> **AIM 1**: According to the Franklin Welsh Bowdon biography, which committee did he chair during the Thirty-first Congress?
> **AIM 2**: Using the Franklin Welsh Bowdon biography, explain why Bowdon entered the Twenty-ninth United States Congress through an election to fill a vacancy.
> **AIM 3**: From the Franklin Welsh Bowdon biography, reproduce word for word everything from "Franklin Welsh Bowdon" down to "and Frances Chilton.".

> **QUOTED TEXT**:
Franklin Welsh Bowdon (February 17, 1817 – June 8, 1857) was an American slave owner, politician and an Alabama congressman. He served in the United States House of Representatives from 1846 to 1851.

Biography
Born in Chester District, South Carolina, Bowdon was the son of Samuel and Sarah Welsh Bowdon. He graduated from the University of Alabama in 1836, studied law under Daniel E. Watrous at Montevallo, was admitted to the bar and commenced practice in Talladega, Alabama as the law partner of Messrs. Thomas and Wm. P. Chilton, and Tignall W. Jones.  He married Sarah E Chilton, on March 15, 1840 at Talladega, Alabama.  She was the daughter of Thomas Chilton and Frances Chilton.

Career
Bowdon served as a member of the Alabama House of Representatives in 1844 and 1845.  He was elected as a Democrat to the Twenty-ninth United States Congress to fill the vacancy caused by the death of Felix G. McConnell. He was reelected to the Thirtieth United States Congress and Thirty-first United States Congress. He was chairman of the Committee on Public Buildings and Grounds during the Thirty-first Congress. He served as a U. S. Representative from December 7, 1846 to March 3, 1851. He did not stand for reelection in 1850 and moved to Henderson, Rusk County, Texas in 1852, where he resumed his law practice as the partner of George W. Chilton.

> **RECORDS SUPPLIED**:
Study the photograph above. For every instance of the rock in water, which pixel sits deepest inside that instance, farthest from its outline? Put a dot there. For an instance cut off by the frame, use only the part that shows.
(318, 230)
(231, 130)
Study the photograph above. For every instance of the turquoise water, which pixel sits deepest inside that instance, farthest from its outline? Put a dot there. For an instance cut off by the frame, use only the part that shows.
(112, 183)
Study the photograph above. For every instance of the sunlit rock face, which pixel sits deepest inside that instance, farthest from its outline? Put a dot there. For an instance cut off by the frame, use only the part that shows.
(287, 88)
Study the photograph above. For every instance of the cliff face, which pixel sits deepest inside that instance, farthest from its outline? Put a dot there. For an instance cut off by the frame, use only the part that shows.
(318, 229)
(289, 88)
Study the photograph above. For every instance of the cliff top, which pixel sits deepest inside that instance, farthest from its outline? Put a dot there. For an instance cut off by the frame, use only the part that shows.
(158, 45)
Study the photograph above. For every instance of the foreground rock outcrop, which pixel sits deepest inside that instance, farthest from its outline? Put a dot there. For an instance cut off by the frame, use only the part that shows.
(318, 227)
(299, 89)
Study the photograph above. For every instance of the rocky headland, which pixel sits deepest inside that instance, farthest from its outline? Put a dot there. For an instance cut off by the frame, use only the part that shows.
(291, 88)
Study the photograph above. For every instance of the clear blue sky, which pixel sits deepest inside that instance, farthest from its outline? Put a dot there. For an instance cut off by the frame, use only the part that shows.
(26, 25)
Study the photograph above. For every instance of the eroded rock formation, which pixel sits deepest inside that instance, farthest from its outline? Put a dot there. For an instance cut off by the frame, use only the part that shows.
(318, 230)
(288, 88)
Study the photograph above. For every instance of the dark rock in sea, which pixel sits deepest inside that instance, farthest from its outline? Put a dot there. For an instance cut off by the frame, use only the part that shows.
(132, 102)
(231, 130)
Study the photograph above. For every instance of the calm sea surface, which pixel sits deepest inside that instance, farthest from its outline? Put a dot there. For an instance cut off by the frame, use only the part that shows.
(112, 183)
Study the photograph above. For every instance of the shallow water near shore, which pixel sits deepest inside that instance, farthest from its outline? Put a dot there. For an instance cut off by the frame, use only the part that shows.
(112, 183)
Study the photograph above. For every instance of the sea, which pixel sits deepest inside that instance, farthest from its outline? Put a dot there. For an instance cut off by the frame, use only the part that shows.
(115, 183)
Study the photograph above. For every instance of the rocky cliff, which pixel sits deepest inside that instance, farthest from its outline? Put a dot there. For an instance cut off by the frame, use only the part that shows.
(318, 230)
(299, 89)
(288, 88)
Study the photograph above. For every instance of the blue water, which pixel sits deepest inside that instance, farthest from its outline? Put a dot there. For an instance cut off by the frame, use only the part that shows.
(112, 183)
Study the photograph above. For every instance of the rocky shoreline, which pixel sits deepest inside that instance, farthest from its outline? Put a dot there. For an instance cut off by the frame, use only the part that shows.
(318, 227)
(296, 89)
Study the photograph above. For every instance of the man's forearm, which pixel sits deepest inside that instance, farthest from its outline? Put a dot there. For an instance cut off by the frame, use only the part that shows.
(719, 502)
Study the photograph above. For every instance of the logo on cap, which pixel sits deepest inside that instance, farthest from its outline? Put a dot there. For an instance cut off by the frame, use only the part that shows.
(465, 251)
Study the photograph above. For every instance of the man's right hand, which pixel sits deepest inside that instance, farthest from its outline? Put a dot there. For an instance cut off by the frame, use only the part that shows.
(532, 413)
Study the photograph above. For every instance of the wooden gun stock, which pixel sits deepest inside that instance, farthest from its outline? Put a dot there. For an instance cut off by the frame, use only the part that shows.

> **EXERCISE OUTPUT 1**: The Committee on Public Buildings and Grounds.

> **EXERCISE OUTPUT 2**: The seat was vacant because Felix G. McConnell had died. Bowdon was elected as a Democrat to fill the vacancy that McConnell's death caused.

> **EXERCISE OUTPUT 3**:
Franklin Welsh Bowdon (February 17, 1817 – June 8, 1857) was an American slave owner, politician and an Alabama congressman. He served in the United States House of Representatives from 1846 to 1851.

Biography
Born in Chester District, South Carolina, Bowdon was the son of Samuel and Sarah Welsh Bowdon. He graduated from the University of Alabama in 1836, studied law under Daniel E. Watrous at Montevallo, was admitted to the bar and commenced practice in Talladega, Alabama as the law partner of Messrs. Thomas and Wm. P. Chilton, and Tignall W. Jones.  He married Sarah E Chilton, on March 15, 1840 at Talladega, Alabama.  She was the daughter of Thomas Chilton and Frances Chilton.